• _Prompt_: From the excerpt about gossip, return the stretch from "When we were" through "to be revived!", copied word for word.

• _Page excerpt_:
===============

After much prodding, T finally told her mother who the girls were. Her Mom called me immediately and I had a meeting with every girl in question. I told them what I had heard. They were shocked and embarrassed. I felt compelled to tell them how I heard and what this gossip triggered in an innocent person's life.
The eighth grade girls involved were good kids from good families. They were genuinely ashamed of what their conversation provoked. They never intended for T to hear what they had said. It was a painful, but powerful learning experience for all involved.
Children are not born gossipers. That is an unfortunate deviant behavior that they learn from adults. Unfortunately, it happens too often among older people and they don't even realize how destructive their comments can be.
How often I have heard teenagers complain that their parents have put down their friends based on very shallow, external observations like how a teenager is dressed or the fact that a teenager has extensive body piercings and/or tattoos. Comments are made publicly that border on slander and the adult has never spoken to the teenager and knows nothing about him or her except that they don't like his or her look.
The positive aspect of a small community is the camaraderie and sense of closeness among neighbors, especially in times of need. The down side of small communities is the infectious gossip where parents unconsciously with other parents put down children they don't like and repeat stories that are hearsay. Equally as destructive is when school personnel reach out to students, gain their confidence and hear things they don't want to know. They break a students' confidence and negative things are shared out of context without said student's permission. That information becomes part of the gossip that unbeknownst to the adults becomes lethal and destroys a young persons confidence and willingness to trust adults.
When we were kids, my Irish Catholic mother used to say "if you don't have something good to say about another, then it is better to say nothing at all," - a concept that needs to be revived!

===============

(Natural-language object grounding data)
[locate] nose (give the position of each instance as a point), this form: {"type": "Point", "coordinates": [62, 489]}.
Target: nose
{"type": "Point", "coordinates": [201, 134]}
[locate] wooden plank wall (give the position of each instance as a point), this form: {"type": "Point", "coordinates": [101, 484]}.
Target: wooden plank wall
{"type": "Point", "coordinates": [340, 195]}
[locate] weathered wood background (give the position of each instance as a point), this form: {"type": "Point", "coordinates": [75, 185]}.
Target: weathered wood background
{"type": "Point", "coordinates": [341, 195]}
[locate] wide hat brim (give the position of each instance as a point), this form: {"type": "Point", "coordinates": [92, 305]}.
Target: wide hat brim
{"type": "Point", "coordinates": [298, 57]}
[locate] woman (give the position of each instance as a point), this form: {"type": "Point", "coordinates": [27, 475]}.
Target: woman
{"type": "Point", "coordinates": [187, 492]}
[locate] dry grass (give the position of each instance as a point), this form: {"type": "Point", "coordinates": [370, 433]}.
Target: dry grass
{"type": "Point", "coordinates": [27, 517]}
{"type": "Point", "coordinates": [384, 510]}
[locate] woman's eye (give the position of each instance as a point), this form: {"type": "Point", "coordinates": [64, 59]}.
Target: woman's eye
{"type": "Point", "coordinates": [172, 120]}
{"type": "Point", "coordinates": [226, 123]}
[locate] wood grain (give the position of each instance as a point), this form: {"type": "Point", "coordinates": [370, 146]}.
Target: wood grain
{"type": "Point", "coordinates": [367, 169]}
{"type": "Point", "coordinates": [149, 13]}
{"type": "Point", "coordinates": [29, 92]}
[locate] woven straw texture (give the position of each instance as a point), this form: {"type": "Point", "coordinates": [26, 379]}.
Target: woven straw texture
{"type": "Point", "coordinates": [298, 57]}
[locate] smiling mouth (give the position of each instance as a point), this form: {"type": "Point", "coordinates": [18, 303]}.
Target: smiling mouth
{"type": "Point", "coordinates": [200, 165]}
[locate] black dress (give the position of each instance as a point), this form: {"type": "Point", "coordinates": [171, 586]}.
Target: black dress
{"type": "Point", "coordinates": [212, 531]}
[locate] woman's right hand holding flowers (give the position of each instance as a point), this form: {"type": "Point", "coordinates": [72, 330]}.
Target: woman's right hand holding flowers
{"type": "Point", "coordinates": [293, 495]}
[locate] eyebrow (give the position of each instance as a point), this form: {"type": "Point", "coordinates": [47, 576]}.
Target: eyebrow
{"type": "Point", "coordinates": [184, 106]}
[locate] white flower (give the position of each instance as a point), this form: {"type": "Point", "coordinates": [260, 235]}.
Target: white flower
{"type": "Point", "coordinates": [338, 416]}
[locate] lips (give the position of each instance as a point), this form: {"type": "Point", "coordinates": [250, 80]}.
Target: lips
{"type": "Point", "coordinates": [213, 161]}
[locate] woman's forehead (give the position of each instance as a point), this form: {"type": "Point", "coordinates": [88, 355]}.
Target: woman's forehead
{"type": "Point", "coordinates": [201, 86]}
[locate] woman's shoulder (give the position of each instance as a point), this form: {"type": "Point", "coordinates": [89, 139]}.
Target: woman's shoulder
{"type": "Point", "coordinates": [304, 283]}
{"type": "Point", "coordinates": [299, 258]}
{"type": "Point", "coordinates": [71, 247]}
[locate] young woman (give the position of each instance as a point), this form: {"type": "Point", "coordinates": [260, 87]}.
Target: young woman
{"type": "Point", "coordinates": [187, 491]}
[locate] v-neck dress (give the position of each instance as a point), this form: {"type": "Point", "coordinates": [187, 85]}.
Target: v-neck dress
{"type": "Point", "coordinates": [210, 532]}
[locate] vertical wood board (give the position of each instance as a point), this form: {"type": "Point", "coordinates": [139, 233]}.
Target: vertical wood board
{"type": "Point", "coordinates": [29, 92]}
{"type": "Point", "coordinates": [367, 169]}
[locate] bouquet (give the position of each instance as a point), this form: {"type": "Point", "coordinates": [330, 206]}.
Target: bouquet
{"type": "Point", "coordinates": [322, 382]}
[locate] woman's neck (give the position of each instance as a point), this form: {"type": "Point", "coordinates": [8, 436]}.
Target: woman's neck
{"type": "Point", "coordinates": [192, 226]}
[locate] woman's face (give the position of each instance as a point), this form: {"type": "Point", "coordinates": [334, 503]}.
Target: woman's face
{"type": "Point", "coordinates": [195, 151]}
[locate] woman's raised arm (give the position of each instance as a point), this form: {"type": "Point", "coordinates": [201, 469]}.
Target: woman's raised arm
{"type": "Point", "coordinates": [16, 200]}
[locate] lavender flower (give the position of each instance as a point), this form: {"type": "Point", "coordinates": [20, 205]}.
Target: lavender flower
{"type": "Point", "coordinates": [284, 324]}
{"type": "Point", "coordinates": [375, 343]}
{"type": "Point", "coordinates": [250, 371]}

===============

• _Reply_:
When we were kids, my Irish Catholic mother used to say "if you don't have something good to say about another, then it is better to say nothing at all," - a concept that needs to be revived!